**Given instruction A:** Return the part of the letter about HD Supply's registration statement from "June 5, 2013" to "F Street, N.E.", copied word for word.
**Given instruction B:** In the records, retype the lines from the line with "Excuse me, I need to find every rear" to the line with "[1347,403,1366,592]", including both of those lines, and give only those lines.

**Selected extract:**
— START —
Under 17 C.F.R. §§ 200.83
CERTAIN PORTIONS OF THIS LETTER AS FILED VIA EDGAR HAVE BEEN OMITTED AND FILED SEPARATELY WITH THE COMMISSION. CONFIDENTIAL TREATMENT HAS BEEN REQUESTED FOR THE OMITTED PORTIONS, WHICH HAVE BEEN REPLACED WITH THE FOLLOWING PLACEHOLDER “[***]”
June 5, 2013
VIA EDGAR AND OVERNIGHT DELIVERY
Mara L. Ransom
Assistant Director
U.S. Securities and Exchange Commission
Division of Corporation Finance
100 F Street, N.E.
Washington, D.C. 20549-7010
Re: HD Supply Holdings, Inc.
Registration Statement on Form S-1
File No. 333-187872
Dear Ms. Ransom:
On behalf of HD Supply Holdings, Inc. (the “Company”), we supplementally submit this letter related to the Staff’s review of the above-referenced Registration Statement on Form S-1 (as amended, the “Registration Statement”).
— END —
**Data provided:**
— START —
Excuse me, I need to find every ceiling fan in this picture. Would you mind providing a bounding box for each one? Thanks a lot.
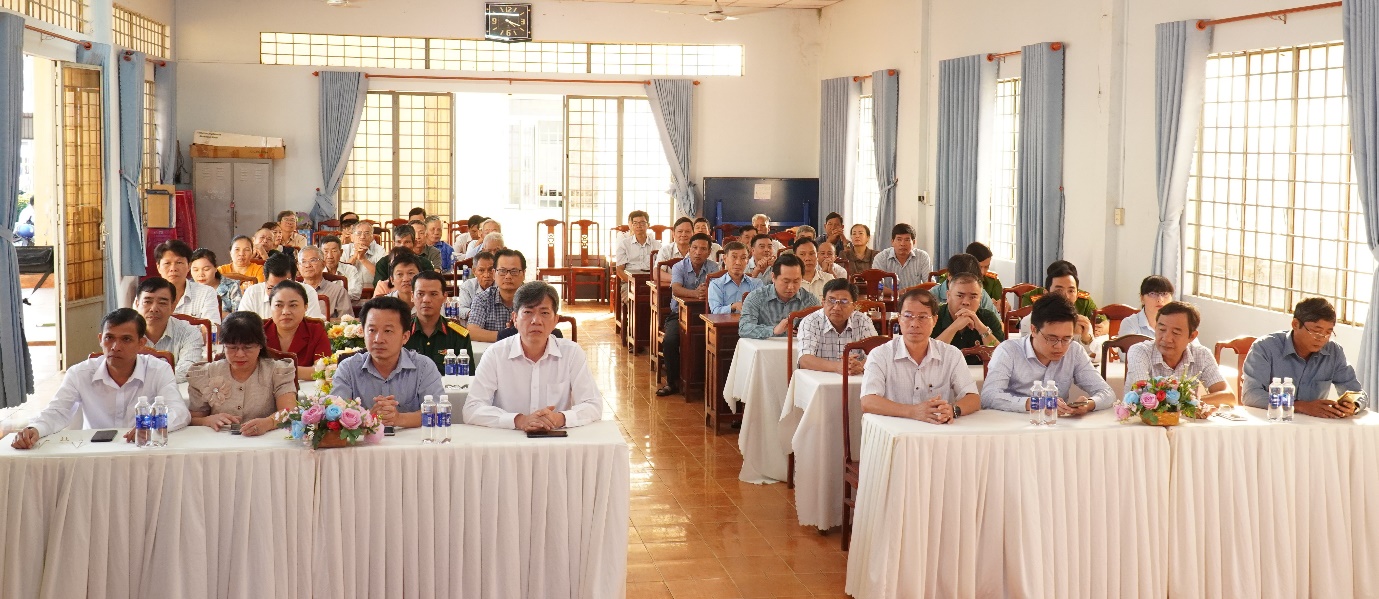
[656,0,765,23]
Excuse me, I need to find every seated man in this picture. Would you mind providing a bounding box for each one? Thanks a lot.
[394,271,474,373]
[796,280,876,374]
[331,297,445,428]
[134,276,205,382]
[982,294,1116,415]
[12,308,192,449]
[469,250,527,344]
[1125,302,1236,403]
[463,282,603,431]
[738,254,819,340]
[237,253,325,320]
[862,288,985,424]
[934,272,1005,364]
[1246,297,1361,418]
[709,240,763,315]
[652,233,718,397]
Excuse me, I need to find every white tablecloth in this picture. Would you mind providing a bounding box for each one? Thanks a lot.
[847,410,1175,598]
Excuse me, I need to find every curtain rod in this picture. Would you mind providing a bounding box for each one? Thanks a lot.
[986,41,1063,62]
[1197,3,1340,29]
[312,70,699,86]
[852,69,895,81]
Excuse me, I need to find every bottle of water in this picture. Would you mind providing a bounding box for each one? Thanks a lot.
[1269,377,1284,422]
[1044,381,1058,425]
[1029,381,1044,425]
[436,395,454,443]
[422,395,436,443]
[134,395,153,449]
[149,395,168,447]
[1278,377,1298,422]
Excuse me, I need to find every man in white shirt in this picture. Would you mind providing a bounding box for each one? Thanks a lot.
[463,282,603,431]
[236,254,325,320]
[134,276,205,382]
[12,308,192,449]
[862,288,982,424]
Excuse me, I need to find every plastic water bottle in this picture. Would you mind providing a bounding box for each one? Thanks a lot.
[134,395,153,449]
[149,395,168,447]
[1044,381,1058,425]
[1269,377,1284,422]
[1280,377,1298,422]
[422,395,436,443]
[436,395,454,443]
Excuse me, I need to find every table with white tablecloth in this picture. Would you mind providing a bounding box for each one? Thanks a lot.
[0,421,630,598]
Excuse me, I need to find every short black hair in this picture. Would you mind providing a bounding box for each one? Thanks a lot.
[1030,294,1077,328]
[101,308,149,337]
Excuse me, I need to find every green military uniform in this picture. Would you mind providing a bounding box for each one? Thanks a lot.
[407,316,479,374]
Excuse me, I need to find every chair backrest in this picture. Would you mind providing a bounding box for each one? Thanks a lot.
[1096,304,1136,337]
[172,315,211,362]
[785,306,823,382]
[843,335,891,464]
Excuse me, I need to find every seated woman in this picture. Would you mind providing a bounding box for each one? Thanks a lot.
[192,247,242,313]
[263,280,331,381]
[186,312,296,436]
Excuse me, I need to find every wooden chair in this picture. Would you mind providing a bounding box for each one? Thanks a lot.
[172,315,213,362]
[843,335,891,551]
[1212,337,1255,403]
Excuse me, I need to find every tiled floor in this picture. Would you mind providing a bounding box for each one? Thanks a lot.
[567,305,847,599]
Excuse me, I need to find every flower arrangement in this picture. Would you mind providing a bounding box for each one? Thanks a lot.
[1116,377,1198,426]
[325,316,364,353]
[273,395,383,447]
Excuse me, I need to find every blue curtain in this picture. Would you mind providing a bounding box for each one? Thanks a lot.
[0,12,33,407]
[1340,0,1379,403]
[872,69,900,250]
[312,70,368,222]
[819,77,849,225]
[1150,19,1212,288]
[647,79,699,217]
[153,61,177,185]
[117,52,148,276]
[934,54,996,264]
[1015,43,1066,283]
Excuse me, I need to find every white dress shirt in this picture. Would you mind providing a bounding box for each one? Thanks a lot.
[236,283,325,320]
[862,337,976,406]
[29,355,192,436]
[463,335,603,428]
[172,280,221,327]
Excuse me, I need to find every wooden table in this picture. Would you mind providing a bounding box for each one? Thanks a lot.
[699,315,742,435]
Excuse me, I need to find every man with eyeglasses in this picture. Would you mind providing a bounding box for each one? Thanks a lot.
[797,280,876,374]
[469,250,527,344]
[862,288,983,424]
[1241,297,1362,418]
[982,294,1116,415]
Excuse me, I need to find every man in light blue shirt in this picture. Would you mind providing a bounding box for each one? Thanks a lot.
[982,294,1114,417]
[738,254,819,340]
[709,242,763,315]
[1241,298,1361,418]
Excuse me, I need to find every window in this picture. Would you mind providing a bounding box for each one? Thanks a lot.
[852,95,889,239]
[1183,43,1375,324]
[983,77,1020,261]
[113,4,172,58]
[339,91,454,222]
[565,97,676,228]
[259,32,742,77]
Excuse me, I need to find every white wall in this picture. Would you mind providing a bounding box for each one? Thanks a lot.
[177,0,819,219]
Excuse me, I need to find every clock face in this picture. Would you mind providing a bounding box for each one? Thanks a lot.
[484,3,531,41]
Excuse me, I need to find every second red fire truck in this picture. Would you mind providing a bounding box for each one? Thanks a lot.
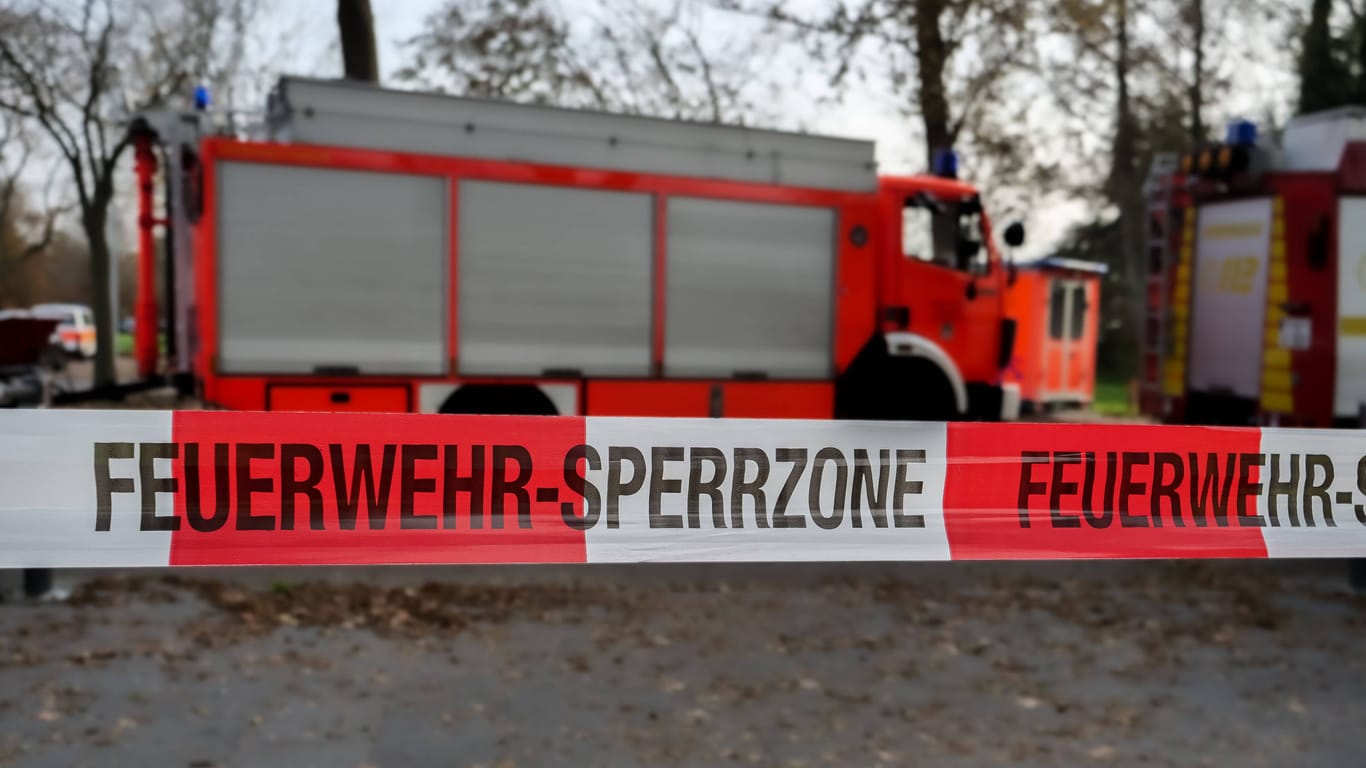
[1142,108,1366,426]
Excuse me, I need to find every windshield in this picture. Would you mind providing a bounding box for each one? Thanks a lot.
[902,191,988,275]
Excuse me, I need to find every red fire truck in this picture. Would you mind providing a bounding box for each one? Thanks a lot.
[134,78,1023,418]
[1142,108,1366,426]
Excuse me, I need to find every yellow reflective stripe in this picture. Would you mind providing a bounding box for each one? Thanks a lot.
[1337,316,1366,336]
[1262,368,1291,392]
[1262,348,1290,368]
[1262,392,1295,413]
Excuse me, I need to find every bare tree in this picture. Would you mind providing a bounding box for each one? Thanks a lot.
[337,0,380,82]
[719,0,1035,165]
[0,113,63,298]
[398,0,773,123]
[0,0,256,385]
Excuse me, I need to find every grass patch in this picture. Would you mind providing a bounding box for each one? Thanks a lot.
[113,332,167,357]
[1091,379,1138,415]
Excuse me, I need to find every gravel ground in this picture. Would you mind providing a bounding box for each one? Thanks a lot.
[0,562,1366,768]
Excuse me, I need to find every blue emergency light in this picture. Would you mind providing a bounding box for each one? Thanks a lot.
[930,149,958,179]
[1224,118,1257,146]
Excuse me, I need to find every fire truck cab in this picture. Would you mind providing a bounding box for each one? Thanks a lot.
[1142,108,1366,426]
[134,78,1022,418]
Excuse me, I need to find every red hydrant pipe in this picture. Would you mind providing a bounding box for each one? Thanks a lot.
[132,134,158,379]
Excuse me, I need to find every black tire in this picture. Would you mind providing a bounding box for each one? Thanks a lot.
[438,384,559,415]
[835,338,960,421]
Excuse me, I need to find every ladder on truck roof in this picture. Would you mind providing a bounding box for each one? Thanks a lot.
[266,77,877,193]
[1139,154,1190,415]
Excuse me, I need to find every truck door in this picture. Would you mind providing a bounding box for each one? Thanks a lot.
[900,193,1004,383]
[1190,198,1272,400]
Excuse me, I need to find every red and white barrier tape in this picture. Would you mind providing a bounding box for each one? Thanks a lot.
[0,410,1366,567]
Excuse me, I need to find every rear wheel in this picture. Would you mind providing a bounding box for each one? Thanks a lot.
[438,384,559,415]
[835,339,960,421]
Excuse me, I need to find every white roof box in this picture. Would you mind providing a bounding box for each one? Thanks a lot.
[1277,107,1366,171]
[268,77,877,191]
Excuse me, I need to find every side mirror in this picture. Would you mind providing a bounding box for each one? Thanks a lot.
[1005,221,1025,247]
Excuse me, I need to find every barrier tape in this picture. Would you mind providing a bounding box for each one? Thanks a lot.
[0,410,1366,567]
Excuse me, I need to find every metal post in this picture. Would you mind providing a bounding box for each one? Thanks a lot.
[1347,403,1366,592]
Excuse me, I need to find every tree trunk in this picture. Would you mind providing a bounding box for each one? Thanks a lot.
[1190,0,1206,149]
[81,202,117,387]
[1106,0,1145,377]
[337,0,380,83]
[915,0,953,168]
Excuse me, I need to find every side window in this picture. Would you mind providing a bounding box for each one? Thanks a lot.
[1048,283,1067,340]
[1068,286,1090,342]
[902,193,989,275]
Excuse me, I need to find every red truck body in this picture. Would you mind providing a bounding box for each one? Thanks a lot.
[135,77,1014,418]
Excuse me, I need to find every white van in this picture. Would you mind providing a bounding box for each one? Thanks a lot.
[33,303,97,359]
— END —
**Written reply A:**
June 5, 2013
VIA EDGAR AND OVERNIGHT DELIVERY
Mara L. Ransom
Assistant Director
U.S. Securities and Exchange Commission
Division of Corporation Finance
100 F Street, N.E.

**Written reply B:**
Excuse me, I need to find every rear wheel in this picture. Would you mind providing a bounding box for each one? Thanks a lot.
[438,384,559,415]
[835,339,960,421]
Excuse me, I need to find every white roof box in this picture. Would you mind providing a bounding box for each one? Thanks a lot.
[1277,107,1366,171]
[268,77,877,191]
Excuse me, I need to find every side mirror in this picture. Would you mind providing a bounding box for each one? Thanks a lot.
[1005,221,1025,247]
Excuse me, I need to find every barrier tape in this picture. Would you mind providing a bounding box for each one? Thanks a lot.
[0,410,1366,567]
Excuse me, I need to find every metal post in this picture. Would you mind providing a bounding box for each one? Thanks a lot.
[1347,403,1366,592]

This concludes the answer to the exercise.